Le quotidien est géré par les hommes qui travaillent dur aux champs, les femmes toutes illettrées s'occupent de la maison sans aucun contact avec l'extérieur. Les enfants vont à l'école jusqu'à douze ans où ils étudient des textes religieux. Une société bloquée au XIXème siècle, loin des vices et de la corruption du monde moderne ?

Pourtant dans cette communauté mennonite Bolivienne, entre 2005 et 2009, de nombreuses femmes âgées de trois (oui vous avez bien lu) à soixante-cinq ans ont été victimes de viols à répétitions pendant leur sommeil. Des hommes, après les avoir droguées avec un anesthésiant pour chevaux, les battaient et les violaient durant la nuit. Au matin les victimes se réveillaient le corps en sang et couvertes de bleus, sans aucun souvenir.

Pour les mennonites, les femmes sont une sorte de chainon manquant entre l'homme et l'animal, soit les victimes mentent pour masquer leurs turpitudes, soit elles sont victimes des attaques de Satan qui les puni de leurs pêchés. Lorsque les bourreaux seront reconnus par une femme qui se réveille en plein viol, une question se pose alors, les mennonites peuvent-ils reconnaitre la justice des hommes ?

__CONSIGNE 1__
Relevez toutes les années et tous les âges cités dans l'extrait sur la communauté mennonite.
__CONSIGNE 2__
Reprenez l'extrait sur la communauté mennonite après sa dernière phrase et poursuivez-le.

__LISTE DES ENTRÉES__
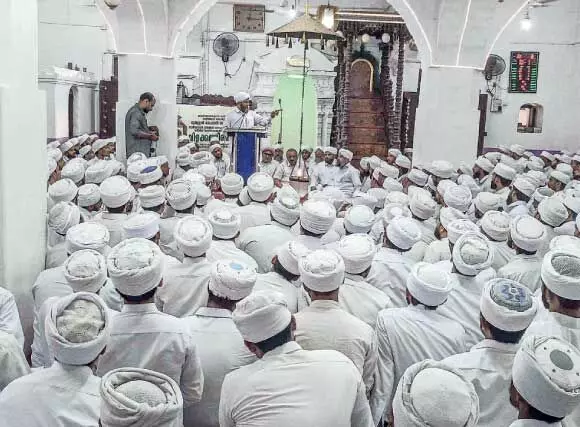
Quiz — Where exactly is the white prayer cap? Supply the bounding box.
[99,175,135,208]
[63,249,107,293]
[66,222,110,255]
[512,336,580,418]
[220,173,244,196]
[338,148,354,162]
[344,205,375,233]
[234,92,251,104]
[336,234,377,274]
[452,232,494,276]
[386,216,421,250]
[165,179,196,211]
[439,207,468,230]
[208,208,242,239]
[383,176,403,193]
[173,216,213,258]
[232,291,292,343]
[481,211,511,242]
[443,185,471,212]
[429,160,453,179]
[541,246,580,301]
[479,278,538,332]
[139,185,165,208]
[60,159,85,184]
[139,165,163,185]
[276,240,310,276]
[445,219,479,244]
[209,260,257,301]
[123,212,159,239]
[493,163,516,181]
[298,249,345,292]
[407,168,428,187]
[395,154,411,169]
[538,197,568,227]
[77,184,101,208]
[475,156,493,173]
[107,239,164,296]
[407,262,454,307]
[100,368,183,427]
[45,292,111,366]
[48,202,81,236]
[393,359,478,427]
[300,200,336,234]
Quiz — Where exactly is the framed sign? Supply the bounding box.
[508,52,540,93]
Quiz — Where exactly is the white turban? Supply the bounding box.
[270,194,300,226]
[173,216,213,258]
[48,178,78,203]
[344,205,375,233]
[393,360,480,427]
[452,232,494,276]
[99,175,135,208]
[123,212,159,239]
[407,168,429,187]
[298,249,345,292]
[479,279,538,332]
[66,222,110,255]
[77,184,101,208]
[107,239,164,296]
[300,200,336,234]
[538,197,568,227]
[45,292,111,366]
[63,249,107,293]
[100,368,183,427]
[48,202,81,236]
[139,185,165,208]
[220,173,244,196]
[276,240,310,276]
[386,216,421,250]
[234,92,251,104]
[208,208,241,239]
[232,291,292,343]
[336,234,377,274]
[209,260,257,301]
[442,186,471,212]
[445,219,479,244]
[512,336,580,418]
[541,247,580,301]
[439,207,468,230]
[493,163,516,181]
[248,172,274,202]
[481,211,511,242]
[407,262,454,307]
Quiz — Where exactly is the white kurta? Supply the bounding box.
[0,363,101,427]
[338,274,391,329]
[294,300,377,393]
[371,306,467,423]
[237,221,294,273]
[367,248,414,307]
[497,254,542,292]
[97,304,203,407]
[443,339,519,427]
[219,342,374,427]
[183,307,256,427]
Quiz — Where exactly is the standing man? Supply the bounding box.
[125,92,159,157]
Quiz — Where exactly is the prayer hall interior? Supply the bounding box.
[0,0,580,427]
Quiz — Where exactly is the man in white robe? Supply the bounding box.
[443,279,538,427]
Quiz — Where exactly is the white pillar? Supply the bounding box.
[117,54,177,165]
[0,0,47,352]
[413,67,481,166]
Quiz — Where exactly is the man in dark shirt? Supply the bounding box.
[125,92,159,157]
* * *
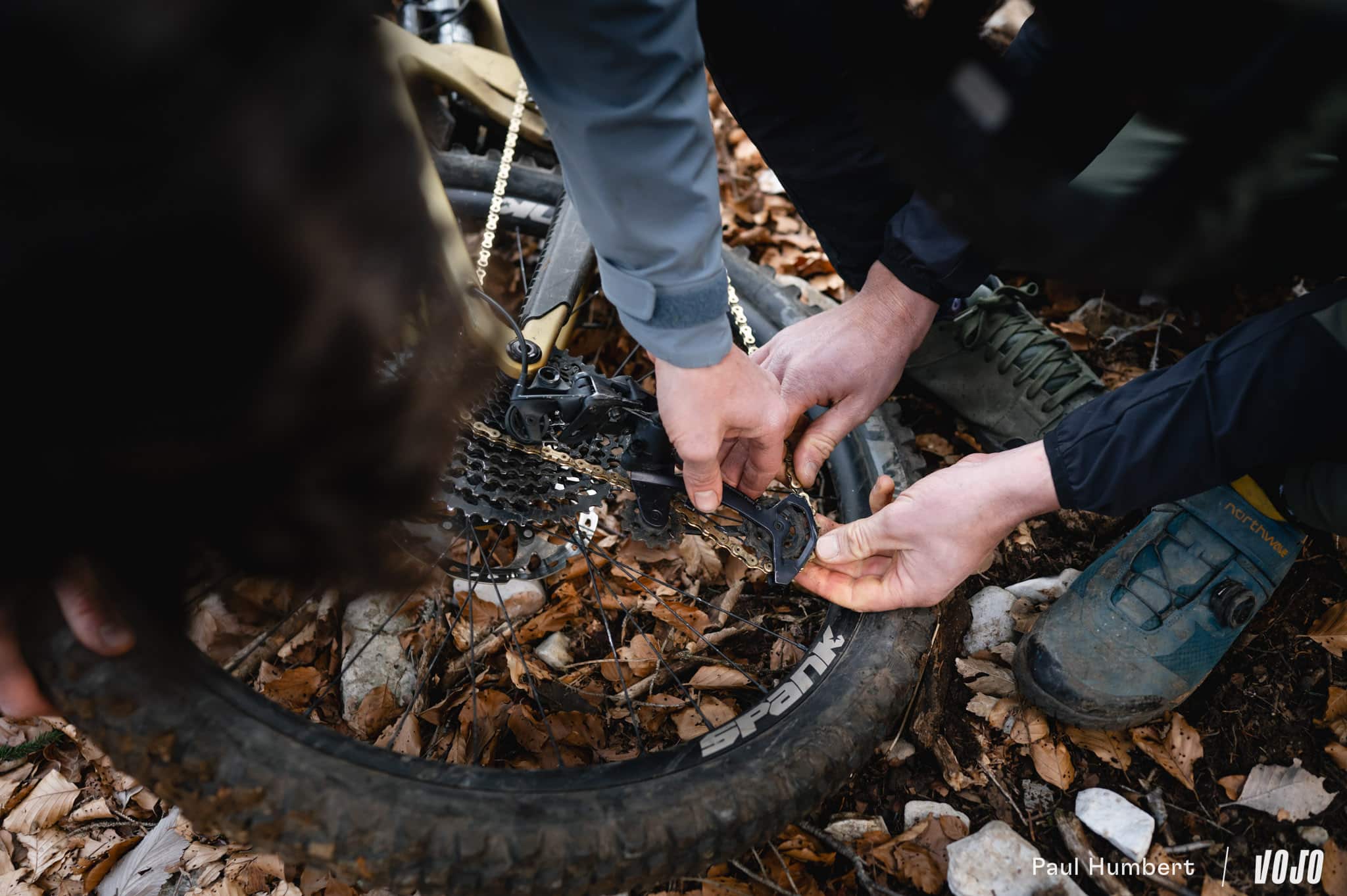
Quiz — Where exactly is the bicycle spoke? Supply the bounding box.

__RÉSULTAT 1__
- douze ans
- 2005
- 2009
- trois ans
- soixante-cinq ans

__RÉSULTAT 2__
« Salomé poursuit : Et quand nos hommes nous ont usées jusqu'à la corde, quand ils ont fait de nous des femmes qui, à trente ans, ont l'air d'en avoir soixante, des femmes avec un utérus qui, littéralement, menace de tomber sur le sol immaculé de notre cuisine, des femmes finies, ils se tournent vers nos filles. Et s'ils pouvaient nous vendre à l'encan ils le feraient sans hésiter. »

Elles sont huit femmes, dans un fenil, cachées du regard des hommes, elles ont quarante-huit heures pour décider de leur avenir. Se venger est un passeport pour l'enfer, pardonner serait un accès direct pour le paradis.

« Ceux qu'elles disent » est un livre rare, un précipité philosophique sur des vies contrôlées par la peur. Une conversation profonde sur la culpabilité, la résilience et le possible pardon. Que peut l'innocence face à la barbarie ordinaire et institutionnelle ?

Miriam Toews, qui connait parfaitement ces femmes, leur donnent la parole pour la première fois de leur vie dans un roman bouleversant. Une lecture qui marque.


Lien : http://www.baz-art.org/archi..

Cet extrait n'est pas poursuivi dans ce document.